Please give again every entry exactly as it appears, setting aside the pictures.

The data START

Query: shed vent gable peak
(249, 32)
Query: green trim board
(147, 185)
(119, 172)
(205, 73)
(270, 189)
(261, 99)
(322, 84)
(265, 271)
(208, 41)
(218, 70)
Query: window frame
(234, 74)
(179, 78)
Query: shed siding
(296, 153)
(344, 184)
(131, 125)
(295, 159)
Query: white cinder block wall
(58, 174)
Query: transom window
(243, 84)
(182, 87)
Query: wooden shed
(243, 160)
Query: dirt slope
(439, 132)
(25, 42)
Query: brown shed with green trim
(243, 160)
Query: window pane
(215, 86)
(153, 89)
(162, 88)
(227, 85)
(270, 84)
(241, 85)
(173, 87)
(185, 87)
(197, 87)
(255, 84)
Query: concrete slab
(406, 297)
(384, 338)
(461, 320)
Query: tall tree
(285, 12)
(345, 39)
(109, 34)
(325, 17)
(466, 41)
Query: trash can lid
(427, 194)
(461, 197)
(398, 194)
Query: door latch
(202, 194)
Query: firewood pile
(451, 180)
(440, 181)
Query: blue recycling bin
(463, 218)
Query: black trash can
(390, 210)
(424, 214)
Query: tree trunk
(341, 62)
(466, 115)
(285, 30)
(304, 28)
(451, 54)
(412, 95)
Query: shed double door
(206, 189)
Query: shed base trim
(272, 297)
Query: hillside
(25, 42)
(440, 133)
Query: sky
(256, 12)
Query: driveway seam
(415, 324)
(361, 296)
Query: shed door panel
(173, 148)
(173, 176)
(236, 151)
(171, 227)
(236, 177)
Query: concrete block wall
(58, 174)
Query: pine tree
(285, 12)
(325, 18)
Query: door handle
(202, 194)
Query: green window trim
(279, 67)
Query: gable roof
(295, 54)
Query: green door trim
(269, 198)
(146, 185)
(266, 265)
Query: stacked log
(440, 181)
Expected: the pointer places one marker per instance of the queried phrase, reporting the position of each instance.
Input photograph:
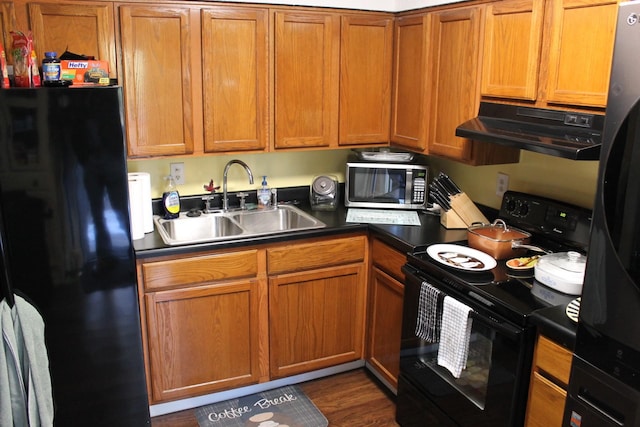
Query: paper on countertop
(383, 216)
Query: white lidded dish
(562, 271)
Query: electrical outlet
(502, 184)
(177, 172)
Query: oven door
(492, 390)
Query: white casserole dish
(562, 271)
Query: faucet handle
(242, 195)
(211, 187)
(207, 202)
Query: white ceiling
(378, 5)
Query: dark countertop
(551, 321)
(405, 238)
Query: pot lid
(570, 262)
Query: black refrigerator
(66, 246)
(604, 387)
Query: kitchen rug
(282, 407)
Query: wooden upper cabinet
(512, 46)
(580, 51)
(85, 28)
(453, 76)
(455, 49)
(365, 79)
(158, 78)
(408, 117)
(235, 79)
(306, 55)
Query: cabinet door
(580, 51)
(512, 43)
(158, 78)
(385, 326)
(235, 79)
(365, 79)
(306, 79)
(202, 339)
(316, 319)
(84, 28)
(546, 403)
(408, 117)
(454, 78)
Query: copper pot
(498, 240)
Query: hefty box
(87, 72)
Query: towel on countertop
(26, 398)
(429, 313)
(454, 336)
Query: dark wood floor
(353, 399)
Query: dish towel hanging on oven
(429, 313)
(454, 336)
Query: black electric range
(492, 388)
(554, 226)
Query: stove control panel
(555, 219)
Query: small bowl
(523, 263)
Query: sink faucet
(225, 200)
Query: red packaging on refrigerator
(25, 66)
(4, 74)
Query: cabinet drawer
(553, 359)
(388, 259)
(200, 269)
(316, 254)
(546, 403)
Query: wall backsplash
(567, 180)
(282, 170)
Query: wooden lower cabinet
(316, 304)
(548, 387)
(218, 320)
(204, 323)
(385, 312)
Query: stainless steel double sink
(211, 227)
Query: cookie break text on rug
(262, 404)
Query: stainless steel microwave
(385, 185)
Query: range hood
(567, 134)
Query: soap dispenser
(171, 199)
(264, 194)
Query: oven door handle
(505, 328)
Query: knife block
(463, 213)
(450, 219)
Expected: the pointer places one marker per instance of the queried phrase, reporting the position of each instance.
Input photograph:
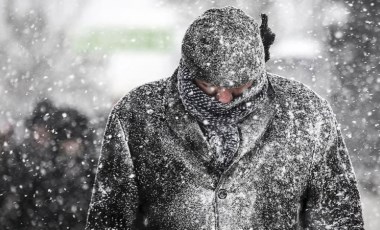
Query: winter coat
(292, 170)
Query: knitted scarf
(219, 121)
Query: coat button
(222, 194)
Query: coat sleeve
(114, 199)
(333, 200)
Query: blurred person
(224, 144)
(52, 190)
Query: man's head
(224, 48)
(224, 51)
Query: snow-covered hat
(224, 47)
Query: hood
(223, 47)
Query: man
(48, 177)
(223, 144)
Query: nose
(224, 96)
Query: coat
(292, 170)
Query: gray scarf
(219, 121)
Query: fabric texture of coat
(292, 170)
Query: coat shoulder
(296, 101)
(295, 95)
(148, 98)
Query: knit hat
(224, 47)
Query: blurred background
(63, 64)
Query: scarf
(217, 120)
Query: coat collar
(186, 127)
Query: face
(222, 94)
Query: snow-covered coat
(292, 169)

The data END

Answer area
Query: shed vent gable peak
(249, 32)
Query: green trim board
(147, 185)
(119, 172)
(205, 73)
(270, 189)
(261, 99)
(322, 84)
(265, 271)
(208, 41)
(218, 70)
Query: window frame
(234, 74)
(179, 78)
Query: shed siding
(296, 153)
(344, 184)
(131, 125)
(295, 159)
Query: white cinder block wall
(58, 174)
Query: transom window
(243, 84)
(182, 87)
Query: wooden shed
(243, 160)
Query: dirt slope
(439, 132)
(25, 42)
Query: brown shed with green trim
(243, 160)
Query: window pane
(215, 86)
(153, 89)
(162, 88)
(227, 85)
(270, 84)
(241, 85)
(173, 87)
(185, 87)
(197, 87)
(255, 84)
Query: concrete slab
(406, 297)
(384, 338)
(461, 320)
Query: tall tree
(285, 12)
(345, 39)
(109, 34)
(325, 17)
(466, 41)
Query: trash can lid
(427, 194)
(461, 197)
(398, 194)
Query: door latch
(202, 194)
Query: firewood pile
(451, 180)
(440, 181)
Query: blue recycling bin
(463, 218)
Query: black trash can
(390, 210)
(424, 214)
Query: tree trunk
(341, 62)
(466, 115)
(285, 30)
(304, 28)
(451, 54)
(412, 95)
Query: shed double door
(206, 189)
Query: shed base trim
(272, 297)
Query: hillside
(25, 42)
(440, 133)
Query: sky
(256, 12)
Query: driveway seam
(415, 324)
(361, 296)
Query: shed door panel
(173, 148)
(173, 176)
(236, 151)
(171, 227)
(236, 177)
Query: concrete block wall
(58, 174)
Query: pine tree
(285, 12)
(325, 18)
Query: door handle
(202, 194)
Query: green window trim
(279, 67)
Query: gable roof
(295, 54)
Query: green door trim
(269, 198)
(146, 185)
(266, 265)
Query: stacked log
(440, 181)
Expected: the pointer places one marker per instance of the queried phrase, reporting the position of each instance.
Input photograph:
Query: paper on countertop
(383, 216)
Query: white lidded dish
(562, 271)
Query: electrical outlet
(502, 184)
(177, 172)
Query: oven door
(492, 390)
Query: white casserole dish
(562, 271)
Query: faucet handle
(242, 195)
(211, 187)
(207, 202)
Query: white ceiling
(378, 5)
Query: dark countertop
(551, 321)
(405, 238)
Query: pot lid
(570, 262)
Query: black refrigerator
(66, 246)
(604, 387)
Query: kitchen rug
(282, 407)
Query: wooden upper cabinet
(512, 46)
(580, 51)
(85, 28)
(453, 76)
(455, 49)
(365, 79)
(158, 78)
(408, 117)
(235, 79)
(306, 55)
Query: cabinet door
(580, 51)
(512, 43)
(158, 78)
(385, 326)
(235, 79)
(365, 79)
(306, 79)
(202, 339)
(316, 319)
(84, 28)
(546, 403)
(408, 117)
(454, 78)
Query: copper pot
(498, 240)
Query: hefty box
(87, 72)
Query: towel on countertop
(26, 398)
(429, 313)
(454, 336)
Query: dark wood floor
(353, 399)
Query: dish towel hanging on oven
(429, 313)
(454, 336)
Query: black electric range
(492, 388)
(554, 226)
Query: stove control panel
(555, 219)
Query: small bowl
(523, 263)
Query: sink faucet
(225, 200)
Query: red packaging on refrigerator
(25, 66)
(4, 74)
Query: cabinet drawer
(553, 359)
(388, 259)
(200, 269)
(316, 254)
(546, 403)
Query: wall backsplash
(567, 180)
(282, 170)
Query: wooden lower cabinet
(316, 304)
(548, 387)
(218, 320)
(204, 323)
(385, 312)
Query: stainless steel double sink
(211, 227)
Query: cookie break text on rug
(262, 404)
Query: stainless steel microwave
(385, 185)
Query: range hood
(567, 134)
Query: soap dispenser
(171, 199)
(264, 194)
Query: oven door handle
(505, 328)
Query: knife block
(463, 213)
(450, 219)
Expected: the pointer places one marker per instance of the queried phrase, reporting the position of each instance.
Input photograph:
Query: winter coat
(292, 170)
Query: knitted scarf
(219, 121)
Query: coat button
(222, 194)
Query: coat sleeve
(114, 199)
(333, 200)
Query: blurred person
(224, 144)
(52, 190)
Query: man's head
(224, 48)
(224, 51)
Query: snow-covered hat
(224, 47)
Query: hood
(223, 47)
Query: man
(48, 177)
(223, 144)
Query: nose
(224, 96)
Query: coat
(292, 170)
Query: gray scarf
(219, 121)
Query: fabric texture of coat
(292, 170)
Query: coat shoulder
(296, 101)
(295, 95)
(148, 98)
Query: knit hat
(224, 47)
Query: blurred background
(63, 64)
Query: scarf
(217, 120)
Query: coat collar
(186, 127)
Query: face
(222, 94)
Query: snow-covered coat
(292, 169)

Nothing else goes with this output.